INSTRUCTIONS TO FOLLOW>
In the data below, copy out word for word the part that opens with the line containing "# test: mark one point on the green shrub, one" and runs through the end of the data, both ends included.

SOURCE RECORDS>
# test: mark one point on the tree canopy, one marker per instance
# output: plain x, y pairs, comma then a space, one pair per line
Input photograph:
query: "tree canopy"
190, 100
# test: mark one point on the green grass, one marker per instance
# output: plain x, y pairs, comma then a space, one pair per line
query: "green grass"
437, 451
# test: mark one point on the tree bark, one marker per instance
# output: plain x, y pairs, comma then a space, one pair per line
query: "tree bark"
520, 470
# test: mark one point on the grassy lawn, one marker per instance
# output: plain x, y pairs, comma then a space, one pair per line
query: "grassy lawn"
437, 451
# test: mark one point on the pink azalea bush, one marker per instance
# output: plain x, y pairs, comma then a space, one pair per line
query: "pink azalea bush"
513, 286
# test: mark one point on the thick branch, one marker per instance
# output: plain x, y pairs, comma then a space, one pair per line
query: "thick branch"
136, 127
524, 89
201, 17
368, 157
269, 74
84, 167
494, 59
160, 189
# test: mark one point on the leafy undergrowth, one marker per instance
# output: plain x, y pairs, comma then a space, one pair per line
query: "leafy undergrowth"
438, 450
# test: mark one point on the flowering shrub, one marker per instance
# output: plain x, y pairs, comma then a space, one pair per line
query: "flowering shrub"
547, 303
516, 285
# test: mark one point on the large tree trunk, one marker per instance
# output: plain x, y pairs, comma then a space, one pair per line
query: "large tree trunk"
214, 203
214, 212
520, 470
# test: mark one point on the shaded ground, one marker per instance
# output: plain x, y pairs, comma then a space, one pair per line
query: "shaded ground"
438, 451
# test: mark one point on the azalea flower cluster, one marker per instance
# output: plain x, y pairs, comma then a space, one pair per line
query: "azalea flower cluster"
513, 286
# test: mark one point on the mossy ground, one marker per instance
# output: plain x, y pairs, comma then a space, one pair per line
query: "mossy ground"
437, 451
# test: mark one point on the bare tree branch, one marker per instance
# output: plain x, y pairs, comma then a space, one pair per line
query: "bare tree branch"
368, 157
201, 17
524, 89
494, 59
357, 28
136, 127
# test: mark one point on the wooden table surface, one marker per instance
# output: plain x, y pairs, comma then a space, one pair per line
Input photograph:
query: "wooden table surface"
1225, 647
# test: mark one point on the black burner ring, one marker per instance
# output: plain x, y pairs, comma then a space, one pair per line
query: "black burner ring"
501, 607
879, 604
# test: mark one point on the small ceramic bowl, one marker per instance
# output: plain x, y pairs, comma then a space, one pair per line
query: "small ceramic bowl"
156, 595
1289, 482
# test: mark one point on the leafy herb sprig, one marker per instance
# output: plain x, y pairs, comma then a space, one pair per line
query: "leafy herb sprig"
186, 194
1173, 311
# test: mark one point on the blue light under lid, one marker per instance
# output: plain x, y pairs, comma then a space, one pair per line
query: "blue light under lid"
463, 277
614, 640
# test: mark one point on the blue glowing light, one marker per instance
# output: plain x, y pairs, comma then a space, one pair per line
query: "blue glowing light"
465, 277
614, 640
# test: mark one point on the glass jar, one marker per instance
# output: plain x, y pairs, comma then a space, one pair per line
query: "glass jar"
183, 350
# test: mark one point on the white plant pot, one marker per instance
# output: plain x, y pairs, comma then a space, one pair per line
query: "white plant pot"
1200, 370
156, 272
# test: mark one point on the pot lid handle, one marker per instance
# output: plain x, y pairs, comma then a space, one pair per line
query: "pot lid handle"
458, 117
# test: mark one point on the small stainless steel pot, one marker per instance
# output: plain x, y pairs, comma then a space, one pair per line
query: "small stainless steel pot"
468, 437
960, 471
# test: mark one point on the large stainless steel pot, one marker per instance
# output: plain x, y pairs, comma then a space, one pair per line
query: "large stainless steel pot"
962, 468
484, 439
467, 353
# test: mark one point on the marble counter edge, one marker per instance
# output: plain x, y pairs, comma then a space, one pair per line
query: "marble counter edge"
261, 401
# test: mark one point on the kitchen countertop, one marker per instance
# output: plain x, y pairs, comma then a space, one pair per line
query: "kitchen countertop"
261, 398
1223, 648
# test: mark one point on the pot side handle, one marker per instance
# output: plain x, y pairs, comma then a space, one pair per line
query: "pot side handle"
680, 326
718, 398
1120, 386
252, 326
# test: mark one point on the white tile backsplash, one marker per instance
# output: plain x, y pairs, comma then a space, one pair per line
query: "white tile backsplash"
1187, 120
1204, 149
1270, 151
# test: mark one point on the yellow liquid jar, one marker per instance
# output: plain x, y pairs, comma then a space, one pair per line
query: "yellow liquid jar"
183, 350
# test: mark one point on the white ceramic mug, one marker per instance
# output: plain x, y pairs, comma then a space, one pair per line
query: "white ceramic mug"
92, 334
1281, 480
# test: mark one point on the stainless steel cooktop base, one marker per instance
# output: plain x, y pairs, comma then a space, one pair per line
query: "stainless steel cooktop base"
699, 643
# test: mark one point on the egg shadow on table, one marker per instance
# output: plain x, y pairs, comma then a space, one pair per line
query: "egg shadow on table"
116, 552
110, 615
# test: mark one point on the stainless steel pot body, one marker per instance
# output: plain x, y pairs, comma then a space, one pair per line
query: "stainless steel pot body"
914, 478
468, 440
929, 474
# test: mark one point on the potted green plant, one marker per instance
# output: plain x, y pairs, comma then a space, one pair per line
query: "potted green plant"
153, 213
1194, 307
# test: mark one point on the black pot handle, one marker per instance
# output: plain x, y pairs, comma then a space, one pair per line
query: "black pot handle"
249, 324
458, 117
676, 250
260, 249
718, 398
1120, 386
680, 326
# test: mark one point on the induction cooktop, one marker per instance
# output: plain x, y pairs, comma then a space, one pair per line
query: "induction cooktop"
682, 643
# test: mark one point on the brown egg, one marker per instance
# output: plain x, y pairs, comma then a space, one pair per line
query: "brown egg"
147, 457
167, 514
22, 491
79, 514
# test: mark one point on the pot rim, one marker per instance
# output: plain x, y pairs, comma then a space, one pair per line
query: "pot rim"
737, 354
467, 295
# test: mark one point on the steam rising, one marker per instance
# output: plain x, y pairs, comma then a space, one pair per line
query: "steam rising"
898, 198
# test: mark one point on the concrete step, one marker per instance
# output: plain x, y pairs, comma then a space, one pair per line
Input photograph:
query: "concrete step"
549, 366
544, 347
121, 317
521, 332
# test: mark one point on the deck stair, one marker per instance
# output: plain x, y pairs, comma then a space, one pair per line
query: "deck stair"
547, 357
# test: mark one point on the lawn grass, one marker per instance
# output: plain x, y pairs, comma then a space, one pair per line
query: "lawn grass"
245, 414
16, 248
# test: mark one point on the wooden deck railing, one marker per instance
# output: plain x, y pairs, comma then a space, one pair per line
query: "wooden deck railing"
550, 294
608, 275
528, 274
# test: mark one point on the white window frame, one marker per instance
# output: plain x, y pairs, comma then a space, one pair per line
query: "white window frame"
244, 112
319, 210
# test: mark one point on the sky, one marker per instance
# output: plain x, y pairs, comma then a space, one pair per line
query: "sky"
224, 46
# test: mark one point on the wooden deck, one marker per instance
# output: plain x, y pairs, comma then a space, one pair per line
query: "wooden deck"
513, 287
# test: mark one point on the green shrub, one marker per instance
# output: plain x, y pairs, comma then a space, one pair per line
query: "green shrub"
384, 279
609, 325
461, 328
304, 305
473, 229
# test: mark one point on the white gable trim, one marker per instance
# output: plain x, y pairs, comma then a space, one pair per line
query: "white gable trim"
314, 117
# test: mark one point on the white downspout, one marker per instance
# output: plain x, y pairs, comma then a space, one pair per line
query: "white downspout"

CORRECT ANSWER>
# test: mark one point on the green shrub, one marker per instance
# output: plain x, y pairs, comma then a space, one pair per line
query: "green shrub"
384, 279
609, 325
461, 328
304, 305
473, 229
# test: mark one point on the white gable trim, one marker per instance
# output: plain x, y pairs, comma then a space, one pair per line
query: "white gable trim"
314, 117
# test: mark one point on the white downspout, one marker per instance
# output: plain x, y pairs, comma then a space, one pair per line
query: "white downspout"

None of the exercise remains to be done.